### Page extract
2. Problem Statement #
Functional Requirements #
- Multiple users can edit the same document concurrently; changes from all users appear in near real-time.
- The document converges to the same state on all clients regardless of network delays or operation ordering.
- Cursor positions and selection ranges of collaborators are visible in real-time.
- Full revision history is maintained; any previous state can be restored.
- Documents can be shared with configurable permissions (viewer / commenter / editor / owner).
- Offline editing is supported; changes sync when connectivity is restored.
Non-Functional Requirements #
| Attribute | Target |
|---|---|
| Operation propagation latency (p95) | < 200 ms for users in the same region |
| Convergence guarantee | All clients reach identical state eventually |
| Document availability | 99.99% (reads/writes must not block on collaborator failures) |
| Revision history retention | Indefinite (all-time, compressed) |
| Concurrent editors per document | Up to ~100 simultaneous editors |
| Document size | Up to ~1 M characters (soft cap) |
Out of Scope #
- Real-time voice/video (Google Meet integration is a separate service)
- Spreadsheet formula evaluation (Sheets-specific computation engine)
- Presentation rendering (Slides-specific layout engine)
- Mobile-specific offline-first sync protocol details
3. Scale Estimation #
Assumptions:
- 3B registered Google accounts; ~500M DAU (Daily Active Users) touching Google Workspace.
- 1B documents in existence; ~50M documents actively edited per day.
- Average concurrent editors per active document: 2–3; peak for viral/shared docs: ~100.
- Average operation size: 20 bytes (insert/delete + position + metadata).
- Operations per active user per minute: ~60 (one keystroke per second).
- Revision snapshots: full checkpoint every 100 operations.
| Metric | Calculation | Result |
|---|---|---|
| Active editing sessions | 50M docs/day × avg 3 editors = 150M sessions | ~1 740 sessions/s peak |
| Operations/second | 150M sessions × 60 ops/min / 60 s | ~150 000 ops/s |
| Operation payload/s | 150 000 × 20 bytes | ~3 MB/s (tiny) |
| WebSocket connections | 150M concurrent sessions (peak day) | ~1.74M persistent connections/s |
| Revision log storage/day | 150 000 ops/s × 86 400 s × 20 bytes | ~260 GB/day |
| Snapshot storage | 1B docs × avg 10 KB (compressed) | ~10 TB total |
The bottleneck is not storage or CPU — it is maintaining millions of long-lived WebSocket connections and ordering concurrent operations per document without a global lock.
4. High-Level Design #
The architecture separates three concerns: the real-time collaboration session (OT engine + WebSocket gateway), the persistent document store (operation log + snapshots), and the metadata layer (sharing, permissions, file tree).

### Parts of the exercise
1) In the collaborative editing design, how often is a full revision checkpoint taken?
2) Extend the collaborative editing design from where it stops.
The data after this note is not needed.

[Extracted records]
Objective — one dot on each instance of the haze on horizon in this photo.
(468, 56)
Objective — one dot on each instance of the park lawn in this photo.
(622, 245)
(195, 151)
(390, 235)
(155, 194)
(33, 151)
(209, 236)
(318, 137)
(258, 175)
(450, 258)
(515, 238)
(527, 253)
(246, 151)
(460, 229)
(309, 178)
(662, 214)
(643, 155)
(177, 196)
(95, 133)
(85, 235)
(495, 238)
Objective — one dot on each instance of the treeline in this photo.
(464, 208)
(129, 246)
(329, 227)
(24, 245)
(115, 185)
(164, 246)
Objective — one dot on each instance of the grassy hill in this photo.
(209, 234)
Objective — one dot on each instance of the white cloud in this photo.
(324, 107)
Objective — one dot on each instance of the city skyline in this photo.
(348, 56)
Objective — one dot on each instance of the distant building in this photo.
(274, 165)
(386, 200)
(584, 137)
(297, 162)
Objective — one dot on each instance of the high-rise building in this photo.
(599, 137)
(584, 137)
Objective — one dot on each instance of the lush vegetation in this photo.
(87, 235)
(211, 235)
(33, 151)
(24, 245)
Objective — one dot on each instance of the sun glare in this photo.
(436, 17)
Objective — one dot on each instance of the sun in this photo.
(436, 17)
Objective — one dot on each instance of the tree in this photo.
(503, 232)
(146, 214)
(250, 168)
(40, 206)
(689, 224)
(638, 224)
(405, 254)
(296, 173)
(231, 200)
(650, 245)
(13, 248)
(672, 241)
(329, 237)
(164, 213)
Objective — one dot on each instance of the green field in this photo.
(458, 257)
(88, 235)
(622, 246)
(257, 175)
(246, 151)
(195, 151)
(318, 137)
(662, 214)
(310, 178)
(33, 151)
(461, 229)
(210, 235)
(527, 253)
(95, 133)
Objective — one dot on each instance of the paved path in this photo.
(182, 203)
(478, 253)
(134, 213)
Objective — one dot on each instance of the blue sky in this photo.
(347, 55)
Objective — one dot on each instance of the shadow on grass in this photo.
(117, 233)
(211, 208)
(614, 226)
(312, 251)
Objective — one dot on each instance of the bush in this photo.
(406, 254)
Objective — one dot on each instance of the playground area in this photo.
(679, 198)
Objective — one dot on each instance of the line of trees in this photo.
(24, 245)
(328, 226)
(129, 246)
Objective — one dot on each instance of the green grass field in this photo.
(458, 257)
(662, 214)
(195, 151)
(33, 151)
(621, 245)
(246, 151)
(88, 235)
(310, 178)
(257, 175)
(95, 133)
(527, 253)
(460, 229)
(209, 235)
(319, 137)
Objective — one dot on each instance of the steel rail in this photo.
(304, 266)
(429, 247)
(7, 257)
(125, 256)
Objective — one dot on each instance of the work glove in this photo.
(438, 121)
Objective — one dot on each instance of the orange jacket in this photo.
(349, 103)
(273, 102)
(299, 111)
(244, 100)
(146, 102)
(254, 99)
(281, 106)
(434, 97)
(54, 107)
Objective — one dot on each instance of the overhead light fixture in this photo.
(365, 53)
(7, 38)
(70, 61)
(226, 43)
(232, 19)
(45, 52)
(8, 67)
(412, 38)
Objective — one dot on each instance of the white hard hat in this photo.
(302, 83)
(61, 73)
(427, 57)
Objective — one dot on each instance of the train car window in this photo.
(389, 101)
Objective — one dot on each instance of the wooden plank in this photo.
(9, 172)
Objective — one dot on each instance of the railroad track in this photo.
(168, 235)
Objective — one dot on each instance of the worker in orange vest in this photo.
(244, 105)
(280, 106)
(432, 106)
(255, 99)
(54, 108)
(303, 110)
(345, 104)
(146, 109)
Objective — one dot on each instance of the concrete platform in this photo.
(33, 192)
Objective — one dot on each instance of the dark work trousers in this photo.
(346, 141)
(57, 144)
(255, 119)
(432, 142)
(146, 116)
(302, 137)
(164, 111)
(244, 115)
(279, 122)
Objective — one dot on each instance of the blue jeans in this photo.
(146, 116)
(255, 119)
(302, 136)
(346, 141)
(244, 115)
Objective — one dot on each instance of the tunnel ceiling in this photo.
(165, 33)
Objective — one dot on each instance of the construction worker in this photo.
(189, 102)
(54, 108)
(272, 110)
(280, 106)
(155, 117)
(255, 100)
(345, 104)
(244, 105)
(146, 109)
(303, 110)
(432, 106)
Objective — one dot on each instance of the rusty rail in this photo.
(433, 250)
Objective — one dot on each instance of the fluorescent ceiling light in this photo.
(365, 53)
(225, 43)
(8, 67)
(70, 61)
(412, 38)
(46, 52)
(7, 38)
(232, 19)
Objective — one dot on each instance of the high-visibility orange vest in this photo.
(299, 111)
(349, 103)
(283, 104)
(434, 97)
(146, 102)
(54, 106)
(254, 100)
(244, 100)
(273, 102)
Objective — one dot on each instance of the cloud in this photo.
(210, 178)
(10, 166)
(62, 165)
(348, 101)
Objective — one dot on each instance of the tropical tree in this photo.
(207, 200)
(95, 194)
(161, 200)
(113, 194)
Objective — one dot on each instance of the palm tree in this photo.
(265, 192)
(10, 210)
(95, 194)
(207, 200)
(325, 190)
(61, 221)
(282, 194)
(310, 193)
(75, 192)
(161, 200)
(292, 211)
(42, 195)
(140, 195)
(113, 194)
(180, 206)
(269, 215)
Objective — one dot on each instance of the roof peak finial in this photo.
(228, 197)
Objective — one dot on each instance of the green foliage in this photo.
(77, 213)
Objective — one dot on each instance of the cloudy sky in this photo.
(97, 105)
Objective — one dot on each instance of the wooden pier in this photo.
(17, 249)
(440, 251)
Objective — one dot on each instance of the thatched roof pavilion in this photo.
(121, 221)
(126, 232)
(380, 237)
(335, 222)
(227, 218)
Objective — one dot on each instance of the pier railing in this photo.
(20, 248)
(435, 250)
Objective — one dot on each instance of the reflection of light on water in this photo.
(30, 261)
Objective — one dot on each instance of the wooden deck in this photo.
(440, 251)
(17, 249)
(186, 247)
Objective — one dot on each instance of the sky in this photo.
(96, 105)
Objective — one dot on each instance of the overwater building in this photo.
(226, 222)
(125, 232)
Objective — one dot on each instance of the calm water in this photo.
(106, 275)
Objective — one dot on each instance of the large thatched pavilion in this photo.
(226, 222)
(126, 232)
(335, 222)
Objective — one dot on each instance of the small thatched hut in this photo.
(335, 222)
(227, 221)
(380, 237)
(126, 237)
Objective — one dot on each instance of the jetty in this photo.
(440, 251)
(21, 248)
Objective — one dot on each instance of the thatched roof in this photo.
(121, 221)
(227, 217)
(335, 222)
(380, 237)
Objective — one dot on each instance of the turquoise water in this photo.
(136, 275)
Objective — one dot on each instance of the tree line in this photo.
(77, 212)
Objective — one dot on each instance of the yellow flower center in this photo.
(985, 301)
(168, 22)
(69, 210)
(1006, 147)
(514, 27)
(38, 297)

### Answers to the exercises
1) Every 100 operations.

2)
flowchart TD
subgraph Clients["Clients (Browser / Mobile)"]
C1[Alice — Chrome]
C2[Bob — Chrome]
C3[Carol — Mobile]
end
subgraph Gateway["WebSocket Gateway\n(regional, sticky sessions)"]
WS[WebSocket Server\nper-document session]
end
subgraph Collab["Collaboration Service"]
OT[OT Engine\noperation transform + apply]
SQ[Operation Sequencer\nper-document mutex]
end
subgraph Storage["Storage Layer"]
OL[(Operation Log\nBigtable / Spanner)]
SN[(Snapshot Store\nGCS — full doc every 100 ops)]
MC[(Metadata DB\nSpanner — sharing, perms)]
end
subgraph Presence["Presence Service"]
PR[Cursor / Selection\nfan-out]
end
C1 <-->|WebSocket| WS
C2 <-->|WebSocket| WS
C3 <-->|WebSocket| WS
WS -->|raw op + client revision| OT
OT <-->|lock + sequence| SQ
OT -->|transformed op| WS
OT -->|append| OL
OT -->|periodic| SN
WS <-->|presence events| PR
MC -->|ACL check| OT
Write path: Client sends an operation tagged with the revision number it was based on → OT Engine transforms the op against all concurrent ops since that revision → assigns a global sequence number → broadcasts the transformed op to all other clients in the session → appends to the Operation Log.
Read path (document load): Fetch the nearest snapshot ≤ target revision from GCS (Google Cloud Storage) → replay operations from the Operation Log since that snapshot → reconstruct current document state.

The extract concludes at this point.